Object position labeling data
⟨
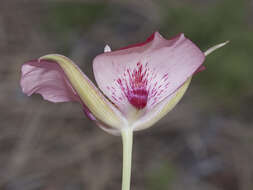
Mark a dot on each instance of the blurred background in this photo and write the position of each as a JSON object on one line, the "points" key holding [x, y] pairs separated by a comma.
{"points": [[205, 143]]}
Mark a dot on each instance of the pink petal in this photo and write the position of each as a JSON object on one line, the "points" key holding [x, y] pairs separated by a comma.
{"points": [[48, 79], [142, 75]]}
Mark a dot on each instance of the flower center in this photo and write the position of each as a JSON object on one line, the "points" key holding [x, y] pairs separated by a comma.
{"points": [[141, 86], [135, 88]]}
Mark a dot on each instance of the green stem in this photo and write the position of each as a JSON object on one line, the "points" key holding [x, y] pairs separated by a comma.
{"points": [[127, 139]]}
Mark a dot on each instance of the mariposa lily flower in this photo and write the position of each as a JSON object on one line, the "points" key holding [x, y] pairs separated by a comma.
{"points": [[139, 84]]}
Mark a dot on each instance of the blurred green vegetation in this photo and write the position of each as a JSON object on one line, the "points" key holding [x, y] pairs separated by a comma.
{"points": [[67, 17], [162, 177]]}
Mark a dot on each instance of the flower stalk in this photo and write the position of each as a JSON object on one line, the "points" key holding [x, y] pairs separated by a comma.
{"points": [[127, 140]]}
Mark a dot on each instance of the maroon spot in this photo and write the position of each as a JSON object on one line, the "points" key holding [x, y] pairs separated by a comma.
{"points": [[138, 98]]}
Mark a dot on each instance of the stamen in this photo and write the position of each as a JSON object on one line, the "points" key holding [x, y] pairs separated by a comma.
{"points": [[141, 86]]}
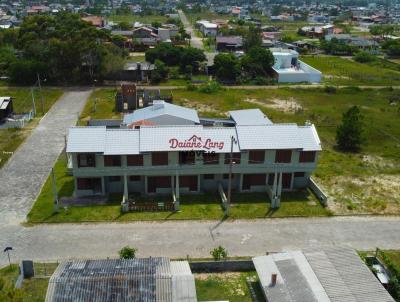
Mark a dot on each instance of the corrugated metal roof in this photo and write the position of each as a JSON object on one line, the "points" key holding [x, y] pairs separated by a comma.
{"points": [[133, 280], [345, 277], [249, 117], [161, 108], [121, 142], [86, 139], [335, 274]]}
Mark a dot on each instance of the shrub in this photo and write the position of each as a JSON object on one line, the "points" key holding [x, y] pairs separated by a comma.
{"points": [[210, 87], [127, 253], [364, 57], [330, 89], [219, 253]]}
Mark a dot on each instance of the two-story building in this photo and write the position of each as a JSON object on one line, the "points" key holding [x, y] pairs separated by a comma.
{"points": [[165, 149]]}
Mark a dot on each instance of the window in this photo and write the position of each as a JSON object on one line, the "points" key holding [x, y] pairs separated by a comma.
{"points": [[235, 158], [307, 156], [159, 158], [283, 156], [187, 158], [88, 183], [134, 178], [210, 158], [134, 160], [86, 160], [112, 160], [114, 178], [256, 157]]}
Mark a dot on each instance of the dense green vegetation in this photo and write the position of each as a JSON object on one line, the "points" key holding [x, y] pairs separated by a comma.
{"points": [[60, 48]]}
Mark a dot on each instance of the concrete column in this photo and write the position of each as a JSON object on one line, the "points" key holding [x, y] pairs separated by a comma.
{"points": [[126, 194], [103, 186]]}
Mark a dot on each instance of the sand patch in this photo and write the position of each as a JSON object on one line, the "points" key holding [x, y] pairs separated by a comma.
{"points": [[379, 194], [288, 106]]}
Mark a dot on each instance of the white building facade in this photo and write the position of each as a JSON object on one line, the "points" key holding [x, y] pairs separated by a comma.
{"points": [[148, 157]]}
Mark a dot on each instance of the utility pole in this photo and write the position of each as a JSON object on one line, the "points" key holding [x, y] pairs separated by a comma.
{"points": [[7, 250], [33, 102], [228, 204], [41, 94], [56, 208]]}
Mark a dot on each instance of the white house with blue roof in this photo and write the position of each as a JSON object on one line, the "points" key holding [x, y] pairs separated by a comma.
{"points": [[168, 149]]}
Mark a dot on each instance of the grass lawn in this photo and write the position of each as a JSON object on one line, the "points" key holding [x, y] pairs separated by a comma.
{"points": [[341, 71], [32, 290], [227, 287], [10, 139], [137, 18], [203, 206]]}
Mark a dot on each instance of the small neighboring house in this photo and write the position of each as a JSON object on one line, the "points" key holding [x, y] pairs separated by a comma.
{"points": [[122, 280], [207, 28], [145, 36], [332, 274], [289, 69], [6, 107], [360, 42], [318, 31], [97, 21], [231, 43]]}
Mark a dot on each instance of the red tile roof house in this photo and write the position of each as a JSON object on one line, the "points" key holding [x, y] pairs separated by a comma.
{"points": [[167, 149]]}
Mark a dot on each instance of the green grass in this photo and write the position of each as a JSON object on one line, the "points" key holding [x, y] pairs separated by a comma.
{"points": [[137, 18], [227, 287], [341, 71], [32, 290], [11, 139]]}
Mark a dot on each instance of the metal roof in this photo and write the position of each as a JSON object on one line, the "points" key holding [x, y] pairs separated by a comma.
{"points": [[86, 139], [133, 280], [121, 142], [335, 274], [161, 108], [249, 117]]}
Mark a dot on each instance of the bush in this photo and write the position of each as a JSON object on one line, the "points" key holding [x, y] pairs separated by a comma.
{"points": [[210, 87], [219, 253], [364, 57], [127, 253], [330, 89]]}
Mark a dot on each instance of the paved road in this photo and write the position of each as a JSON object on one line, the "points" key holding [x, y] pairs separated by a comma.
{"points": [[178, 239], [194, 40], [23, 175]]}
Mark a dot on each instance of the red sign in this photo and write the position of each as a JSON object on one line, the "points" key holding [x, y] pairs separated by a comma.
{"points": [[196, 142]]}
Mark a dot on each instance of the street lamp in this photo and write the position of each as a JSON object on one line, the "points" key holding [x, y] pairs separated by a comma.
{"points": [[231, 162], [7, 250]]}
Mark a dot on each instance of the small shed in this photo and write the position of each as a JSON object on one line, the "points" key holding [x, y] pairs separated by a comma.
{"points": [[6, 107], [123, 280]]}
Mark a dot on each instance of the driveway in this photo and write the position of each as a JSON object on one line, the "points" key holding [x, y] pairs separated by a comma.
{"points": [[196, 239], [25, 172]]}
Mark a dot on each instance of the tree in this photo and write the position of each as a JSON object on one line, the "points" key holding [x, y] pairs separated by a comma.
{"points": [[219, 253], [252, 38], [349, 135], [127, 253], [257, 62], [226, 67], [160, 73]]}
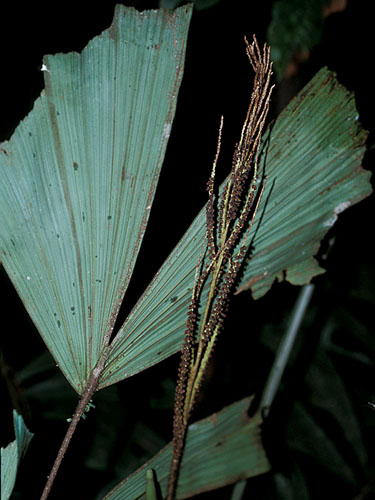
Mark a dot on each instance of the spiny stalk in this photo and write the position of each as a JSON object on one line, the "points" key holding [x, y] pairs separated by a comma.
{"points": [[227, 230]]}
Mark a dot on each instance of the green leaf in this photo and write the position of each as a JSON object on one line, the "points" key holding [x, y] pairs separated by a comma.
{"points": [[219, 450], [79, 176], [311, 159], [12, 454]]}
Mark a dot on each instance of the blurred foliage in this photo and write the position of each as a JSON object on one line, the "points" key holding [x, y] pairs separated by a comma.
{"points": [[296, 27], [321, 431]]}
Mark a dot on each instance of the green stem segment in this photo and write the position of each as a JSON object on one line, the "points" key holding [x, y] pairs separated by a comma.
{"points": [[226, 237]]}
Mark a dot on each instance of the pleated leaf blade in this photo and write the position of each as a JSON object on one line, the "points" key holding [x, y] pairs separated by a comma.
{"points": [[79, 176], [312, 163], [220, 450]]}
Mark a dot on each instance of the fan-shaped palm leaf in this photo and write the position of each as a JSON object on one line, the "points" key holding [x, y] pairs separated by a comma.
{"points": [[79, 176], [312, 161]]}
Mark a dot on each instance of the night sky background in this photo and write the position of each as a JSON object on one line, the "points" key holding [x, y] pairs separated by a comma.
{"points": [[217, 81]]}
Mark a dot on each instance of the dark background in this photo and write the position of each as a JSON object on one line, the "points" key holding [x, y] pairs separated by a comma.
{"points": [[137, 412]]}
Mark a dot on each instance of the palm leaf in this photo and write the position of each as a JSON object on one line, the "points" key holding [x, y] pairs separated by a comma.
{"points": [[311, 158], [79, 176], [219, 450], [12, 454]]}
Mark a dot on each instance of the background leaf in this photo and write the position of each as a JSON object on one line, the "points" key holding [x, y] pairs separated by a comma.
{"points": [[12, 454], [313, 173], [79, 176], [219, 450]]}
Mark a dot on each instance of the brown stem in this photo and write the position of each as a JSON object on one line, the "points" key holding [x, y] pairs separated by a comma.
{"points": [[87, 395]]}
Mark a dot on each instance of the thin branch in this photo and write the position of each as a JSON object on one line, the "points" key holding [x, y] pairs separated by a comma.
{"points": [[83, 403], [285, 348], [226, 248]]}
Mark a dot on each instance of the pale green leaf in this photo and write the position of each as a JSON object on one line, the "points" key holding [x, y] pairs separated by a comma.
{"points": [[312, 161], [79, 176], [12, 454], [220, 450]]}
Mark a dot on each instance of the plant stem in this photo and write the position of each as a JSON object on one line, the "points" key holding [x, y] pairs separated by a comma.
{"points": [[285, 348], [87, 395]]}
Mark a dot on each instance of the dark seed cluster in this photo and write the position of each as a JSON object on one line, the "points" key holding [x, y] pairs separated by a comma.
{"points": [[226, 224]]}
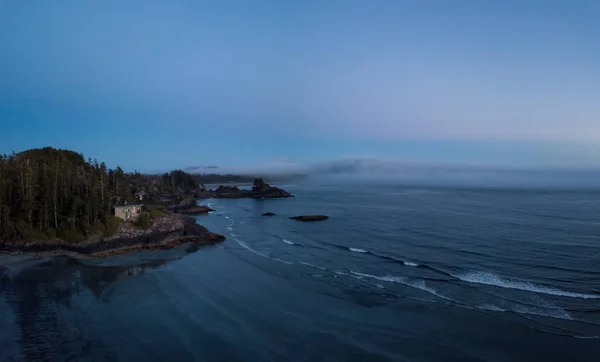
⟩
REQUEST: Swap "Mark a dot on" for "Place a point on" in the data, starting with the line that contains "Mark a dot on each instance of the dark background" and going on through the end of the data. Write those lines out again with the pictures left out and everything else unchanged.

RESPONSE TO THE TASK:
Place a point on each instance of the dark background in this photo and write the position of each as a JSON object on one line, the "points" key holding [x, y] pairs separated by a comma.
{"points": [[137, 412]]}
Place a point on each instance of the palm leaf in this photo and write the position of each as a JSON object on one line, the "points" key holding [x, y] pairs separated by a comma.
{"points": [[311, 158], [79, 176], [219, 450], [12, 454]]}
Place a point on each instance of the background leaf in this photo and write the position of each as a JSON object on one line, the "points" key holding [x, y] pairs separated by a comma.
{"points": [[12, 454], [313, 173], [79, 176], [219, 450]]}
Place a point on each instance of the brown stem in this photo and write the position of each as a JSON object on one line, the "points" key holding [x, y] pairs separated by a comma.
{"points": [[87, 395]]}
Place a point on each instance of the thin branch in this photo and write the position of each as a JSON object on one line, the "points" key holding [x, y] pairs separated by a comma.
{"points": [[83, 403], [285, 348], [226, 248]]}
Place a point on each instance of the pale green leaf in this photo and write the position of each as a JSON object on one line, the "points" key holding [x, y] pairs separated by a comma.
{"points": [[312, 161], [79, 176], [12, 454], [220, 450]]}
Place a point on each instance of the plant stem in this photo and write the position of each as a JSON object on one line, the "points" key holding [x, y] pairs separated by a comma.
{"points": [[285, 348], [87, 395]]}
Place a point on each instance of the dark seed cluster in this photo and write the position of each as a JSON object on one line, the "points" key holding [x, y] pairs separated by a comma.
{"points": [[226, 224]]}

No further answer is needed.